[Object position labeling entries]
————————

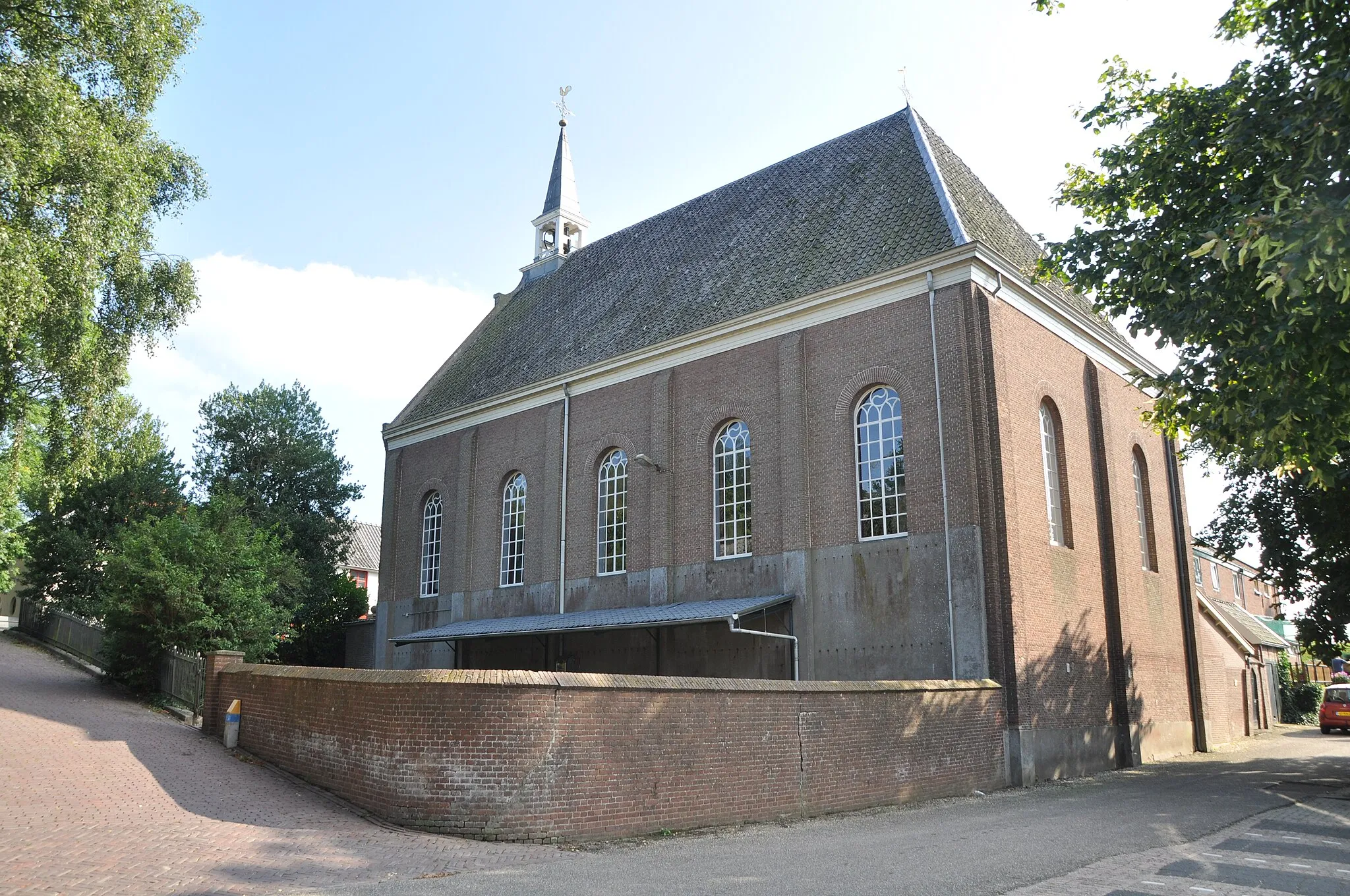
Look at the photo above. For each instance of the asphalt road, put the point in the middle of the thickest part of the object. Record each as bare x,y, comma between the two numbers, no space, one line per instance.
975,845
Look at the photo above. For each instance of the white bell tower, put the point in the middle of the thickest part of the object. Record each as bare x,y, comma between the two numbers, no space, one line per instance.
560,229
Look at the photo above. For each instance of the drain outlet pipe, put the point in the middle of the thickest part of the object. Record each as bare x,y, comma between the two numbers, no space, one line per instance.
734,624
562,509
941,463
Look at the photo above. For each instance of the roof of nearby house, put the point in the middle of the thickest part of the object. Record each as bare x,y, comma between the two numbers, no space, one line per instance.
1247,625
862,204
363,551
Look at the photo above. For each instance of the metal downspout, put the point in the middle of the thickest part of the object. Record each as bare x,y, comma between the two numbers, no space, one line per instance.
732,623
562,509
1189,637
941,457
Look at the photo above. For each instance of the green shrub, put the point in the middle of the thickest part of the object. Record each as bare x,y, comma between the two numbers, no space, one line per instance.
1307,698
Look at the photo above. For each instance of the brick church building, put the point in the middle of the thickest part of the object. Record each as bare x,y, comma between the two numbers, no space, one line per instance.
817,423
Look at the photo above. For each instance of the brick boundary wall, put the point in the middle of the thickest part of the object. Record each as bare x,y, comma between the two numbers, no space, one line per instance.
546,758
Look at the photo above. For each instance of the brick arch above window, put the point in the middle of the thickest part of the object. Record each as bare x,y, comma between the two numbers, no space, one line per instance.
599,449
864,381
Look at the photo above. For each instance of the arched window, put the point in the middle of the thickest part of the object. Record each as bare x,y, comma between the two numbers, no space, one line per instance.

————————

**What this task involves**
Rewrite every line from the one containing "the brick arch" through the end of the data above, adding 17 to each coordinate in the answers.

**Written answer**
Look at the photo above. For each instance of the brick arch above window, put the point in the middle of the thickest part of the object. Record each as bare x,y, comma between the two numbers, no space, one line per instance.
616,466
881,398
Look at the photo above. For each instance of the arched window, put the point in the middle of the thickest part of the object. Record each as bare x,y, comma between the two numbers, no space, one line per instance.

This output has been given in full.